TEXT ZUR ANALYSE:

________

Es gibt eine Menge Desaster-Historien, die Geschichte der Katastrophen verweist immer auf die Ähnlichkeit mit „heute“, wobei die Ausdehnung des Schrecklichen in das „Morgen“ natürlich der besonders besorgniserregende Geist hinter dem Vorhang ist. Vgl. ZEIT GESCHICHTE 5/20 …“Und was die Menschheit aus ihnen gelernt hat – von der Antike bis heute“. DIE Menschheit – nicht etwa die Menschen, alle, die nicht-weißen (Black Lives Matter) oder die nicht-gesunden, die nicht-satten, die unglücklichen Menschen…
Mich beunruhigen die beiden Brennpunkte Katastrophe und Erlösung gar nicht. Aber mich verstört nachhaltig dieses „Dazwischen“, das den einen Irrsinn mit dem andern zu überdecken sucht. Trump hat mit allem, was er tut unrecht, und mit dem meisten, das er für richtig glaubt. Aber er hat Recht, wenn er fordert, Corona soll nicht das Zentrum und der Angelpunkt unserer Diskurse sein. Diese Wahrheit macht ihn nicht besser, sollte uns aber aufwecken.
Zum Wesen der meisten Katastrophen gehört, dass ihre Nachwirkungen meist unter die Haut gehen (subkutan), sich aus den Diskursen nur scheinbar verabschieden (Subtext) oder mit einiger Gewalt auf Ebenen verschoben werden, wo wir uns stark fühlen – wir suchen das heruntergefallene Geldstück immer dort, wo Licht hinfällt, obwohl es unter das dunkle Sofa gerollt ist. Fast alle Katastrophen sind auch Abschiede: Lissabon war ein typischer Verlust des liebevoll-vorsorgenden Gottes, die Pest und Cholera haben jeweils die Marktautomatismen erschüttert und den Staat auf den Plan gerufen, die Forschung hat die Verschwörung – leider nicht ganz – ins Abseits geschickt.
Konstant ist die Suche nach den Schuldigen, im Zweifel sind‘s die Juden, und nach dem individuellen, persönlichen Ausweichen. Obwohl es sich nicht leichter stirbt, wenn ich weiß, wer mich angesteckt hat, und unter welchen Umständen, die vielleicht trotzig-angenehm waren?

________

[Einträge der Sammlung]
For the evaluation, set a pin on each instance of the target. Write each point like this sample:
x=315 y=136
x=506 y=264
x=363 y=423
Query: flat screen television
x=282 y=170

________

AUFGABEN:
1. Übersetzen Sie den Satz „Mich beunruhigen die beiden Brennpunkte Katastrophe und Erlösung gar nicht.“ aus dem Text über Katastrophen ins Englische.
2. Kopieren Sie aus dem Text über Katastrophen den Abschnitt, der mit „Konstant ist die“ beginnt und bis einschließlich „vielleicht trotzig-angenehm waren?“ reicht.
3. Schreiben Sie den Text über Katastrophen im Anschluss an seinen letzten Satz mit dem nächsten Abschnitt weiter.
Die Datensätze sind eigenständiges Material.

NUMMERIERTE ANTWORTEN:
1. The two focal points of catastrophe and redemption do not trouble me at all.

2.
Konstant ist die Suche nach den Schuldigen, im Zweifel sind‘s die Juden, und nach dem individuellen, persönlichen Ausweichen. Obwohl es sich nicht leichter stirbt, wenn ich weiß, wer mich angesteckt hat, und unter welchen Umständen, die vielleicht trotzig-angenehm waren?

3.
Je stärker man sich an haltende Katastrophenumgebungen gewöhnt, desto weniger persönlich nimmt man die Wahrscheinlichkeiten, selbst in den Strudel und ins schwarze Loch gezogenen zu werden. Das gehört ins Reich der Psychologie. Ins Reich der Politik gehören die Strudel jenseits des Klassen- und Geschlechter- und Arbeitskampfes: Klima, Flucht, Hunger und Krieg. In meinem Geschichtsbuch zu den Katastrophen steht auch der Dreißigjährige Krieg, nicht nur der Erste und der Zweite Weltkrieg. Dieser wirklich große europäische Vernichtungskrieg zeigt, wie detailliert Katastrophen wirklich sind, anders als Infektionskrankheiten oder Erdbeben, die das auch sind, aber nicht zeigen.
Eine Katastrophe ist, wenn wir nicht mehr auf das Geschehen schauen können, sondern mitten drin in der Wahrscheinlichkeitsrechnung verfangen sind, wann und wie es uns erwischt, wobei uns die Statistik so wenig hilft wie der Hedonismus einer jugendlichen Coronaparty in Kreuzberg. Nur: eigentlich dürfte man vor diesem Szenario keine Angst haben. Vorsicht, Kritik an den Maßnahmen und Konzentration auf das, was uns ohnehin mehr betrifft – ja, aber keine Angst.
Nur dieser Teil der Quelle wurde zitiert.